▸ What to do:
1 > Answer these questions using the Hayes Martin passage:
(a) Which branch of the military did Martin join, and on what day did he join it?
(b) Which surgeon suggested that Martin go to Memorial Hospital to learn about cancer?
(c) How many articles does Martin's bibliography encompass?
2 > Quote the Hayes Martin passage word for word, beginning at the words "Dr. Martin received" and stopping after "on the staff.".

Hayes Martin was born in Dayton, a small town in north central Iowa. He attended the University of Iowa at Iowa Falls before being accepted to the medical school in 1913 on the same campus, finishing 4 years later in a class of 20.
World War I began in April 1917 while Hayes was in his final year of medical school. Many of his classmates at the medical school were in the Army ROTC units; however, Dr. Martin opted for the Navy, which he joined on the day America entered the war. He traveled to Europe on the USS Arkansas and was assigned to his permanent duty station at the U.S. Navy Air Station, La Trinite Sur Mer, France – a small seaside village on the southern coast of Brittany. The purpose of this base was antisubmarine warfare using blimps and kite balloons. Dr. Martin was made commanding officer of the air station for a brief period of time when the line officer in charge had become ill; it was a unique position for a medical officer in the Navy to take command during wartime.
After the war, Dr. Martin returned to the U.S and sought out an internship at the old Poly Clinic Hospital in New York City, which was temporarily made into a Veteran’s Administration hospital. Part of his internship was spent at Bellevue in the fourth surgical division, where he felt he would have the best possible training in general surgery. The chief of the second division was John A. Hartwell, MD, the distinguished surgeon memorialized by the Fellow’s Room in the library of the New York Academy of Medicine. Dr. Hartwell suggested that Dr. Martin go to Memorial Hospital to learn about cancer.
Dr. Martin received an internship at Memorial in the summer of 1922 and stayed on as a resident until 1923. He then had two years at the second surgical service at Bellevue, where he operated to his heart’s content and got the surgical education he so strongly desired. Once he finished his residency, Dr. Martin returned to Memorial where he joined as clinical assistant surgeon on the staff.
Dr. Martin made the use of aspiration biopsy on all solid tumors popular throughout Memorial. Now, this procedure is done throughout the world. Dr. Martin co-authored the first report on the subject published in the Annals of Surgery. Numerous other articles followed, including Dr. Martin’s two most famous publications, “Cancer of the Head and Neck,” published in two issues of the Journal of the American Medical Association in 1948, and “Neck Dissection,” appearing in Cancer in 1951. These two papers were so extensively requested that the American Cancer Society made reprints by the thousands available to those who requested them as many as 20 years after publication. Dr. Martin’s bibliography encompasses more than 160 articles.

▸ Material shown:
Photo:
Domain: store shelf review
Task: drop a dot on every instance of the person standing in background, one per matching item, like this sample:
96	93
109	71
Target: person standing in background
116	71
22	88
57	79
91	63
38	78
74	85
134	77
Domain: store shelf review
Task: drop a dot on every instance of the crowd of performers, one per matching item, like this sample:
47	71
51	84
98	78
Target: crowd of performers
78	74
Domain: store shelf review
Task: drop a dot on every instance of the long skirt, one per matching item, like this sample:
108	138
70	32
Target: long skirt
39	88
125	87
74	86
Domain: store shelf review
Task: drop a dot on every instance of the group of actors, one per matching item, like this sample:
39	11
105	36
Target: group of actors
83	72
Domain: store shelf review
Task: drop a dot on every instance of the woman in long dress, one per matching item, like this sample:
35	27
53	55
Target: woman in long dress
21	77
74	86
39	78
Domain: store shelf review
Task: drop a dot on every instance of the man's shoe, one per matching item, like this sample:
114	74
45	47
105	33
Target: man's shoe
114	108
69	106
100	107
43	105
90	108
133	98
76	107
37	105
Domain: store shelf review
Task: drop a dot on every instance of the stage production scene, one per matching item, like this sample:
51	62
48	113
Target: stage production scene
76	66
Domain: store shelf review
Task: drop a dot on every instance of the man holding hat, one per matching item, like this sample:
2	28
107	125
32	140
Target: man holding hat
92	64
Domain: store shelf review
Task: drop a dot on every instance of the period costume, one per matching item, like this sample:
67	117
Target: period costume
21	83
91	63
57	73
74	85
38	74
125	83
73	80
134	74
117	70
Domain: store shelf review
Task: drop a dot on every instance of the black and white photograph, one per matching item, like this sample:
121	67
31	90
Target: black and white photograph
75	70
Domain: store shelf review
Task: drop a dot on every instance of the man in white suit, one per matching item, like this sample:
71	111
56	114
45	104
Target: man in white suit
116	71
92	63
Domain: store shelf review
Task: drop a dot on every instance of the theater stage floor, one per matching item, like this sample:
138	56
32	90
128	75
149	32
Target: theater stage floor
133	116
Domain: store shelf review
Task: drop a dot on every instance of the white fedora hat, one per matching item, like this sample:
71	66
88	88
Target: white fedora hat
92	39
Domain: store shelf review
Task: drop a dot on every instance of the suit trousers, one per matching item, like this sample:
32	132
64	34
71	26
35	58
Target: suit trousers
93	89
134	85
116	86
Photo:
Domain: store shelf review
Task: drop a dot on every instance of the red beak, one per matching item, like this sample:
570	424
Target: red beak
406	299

▸ Responses:
1 >
(a) He joined the Navy on the day America entered the war.
(b) John A. Hartwell, MD.
(c) More than 160.

2 >
Dr. Martin received an internship at Memorial in the summer of 1922 and stayed on as a resident until 1923. He then had two years at the second surgical service at Bellevue, where he operated to his heart’s content and got the surgical education he so strongly desired. Once he finished his residency, Dr. Martin returned to Memorial where he joined as clinical assistant surgeon on the staff.